===== Extracted records =====

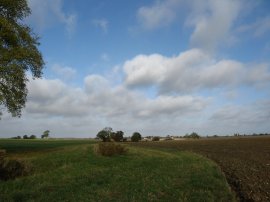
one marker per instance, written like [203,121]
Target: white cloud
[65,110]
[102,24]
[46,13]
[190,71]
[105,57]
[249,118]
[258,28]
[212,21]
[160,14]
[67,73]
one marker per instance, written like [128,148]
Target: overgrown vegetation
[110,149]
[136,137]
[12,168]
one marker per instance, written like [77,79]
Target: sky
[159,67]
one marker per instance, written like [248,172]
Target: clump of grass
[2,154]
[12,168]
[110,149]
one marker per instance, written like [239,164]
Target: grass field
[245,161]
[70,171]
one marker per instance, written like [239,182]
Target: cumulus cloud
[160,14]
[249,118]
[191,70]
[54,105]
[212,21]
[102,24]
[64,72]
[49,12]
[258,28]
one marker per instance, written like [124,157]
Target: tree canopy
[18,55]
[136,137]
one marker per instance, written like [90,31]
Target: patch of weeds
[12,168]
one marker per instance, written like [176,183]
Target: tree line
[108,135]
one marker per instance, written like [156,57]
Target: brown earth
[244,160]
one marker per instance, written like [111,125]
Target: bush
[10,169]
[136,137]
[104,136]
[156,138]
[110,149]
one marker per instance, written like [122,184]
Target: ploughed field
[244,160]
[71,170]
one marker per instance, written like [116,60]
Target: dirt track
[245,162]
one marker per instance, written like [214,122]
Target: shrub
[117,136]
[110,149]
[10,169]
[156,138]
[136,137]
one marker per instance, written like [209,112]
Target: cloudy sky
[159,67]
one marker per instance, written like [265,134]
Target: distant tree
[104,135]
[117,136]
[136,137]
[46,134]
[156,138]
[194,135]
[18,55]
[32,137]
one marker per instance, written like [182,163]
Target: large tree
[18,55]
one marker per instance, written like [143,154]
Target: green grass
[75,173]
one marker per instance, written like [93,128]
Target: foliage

=====

> [Problem description]:
Repeat the full listing above exactly, with no pictures in the copy.

> [The result]:
one marker per instance, written like [203,121]
Target: white cloud
[65,110]
[102,24]
[46,13]
[190,71]
[105,57]
[249,118]
[258,28]
[212,21]
[160,14]
[67,73]
one marker per instance, written like [128,148]
Target: overgrown vegetation
[110,149]
[136,137]
[12,168]
one marker per instance, written like [77,79]
Target: sky
[159,67]
one marker per instance, written like [248,172]
Target: clump of grass
[2,154]
[12,168]
[110,149]
one marker per instance, written like [239,164]
Target: grass field
[245,161]
[70,171]
one marker per instance, written like [239,182]
Target: cumulus cloud
[160,14]
[249,118]
[191,70]
[54,105]
[212,21]
[102,24]
[64,72]
[49,12]
[258,28]
one marker per instance, written like [124,157]
Target: tree canopy
[18,55]
[136,137]
one marker per instance, written like [90,31]
Target: patch of weeds
[12,168]
one marker per instance, written like [176,183]
Target: tree line
[108,135]
one marker per instance, written like [156,57]
Target: brown earth
[244,160]
one marker per instance, written like [111,125]
Target: bush
[10,169]
[136,137]
[104,136]
[156,138]
[110,149]
one marker per instance, written like [122,184]
Target: ploughed field
[244,160]
[71,170]
one marker per instance, written like [116,60]
Target: dirt track
[245,162]
one marker per instance, written like [214,122]
Target: shrub
[117,136]
[110,149]
[10,169]
[156,138]
[136,137]
one marker per instance, written like [209,112]
Target: cloudy sky
[159,67]
one marker per instance, written like [265,134]
Target: distant tree
[104,135]
[117,136]
[136,137]
[46,134]
[156,138]
[194,135]
[18,55]
[32,137]
one marker per instance, written like [182,163]
Target: large tree
[18,55]
one marker per instance, written like [143,154]
Target: green grass
[75,173]
one marker per instance, written like [93,128]
Target: foliage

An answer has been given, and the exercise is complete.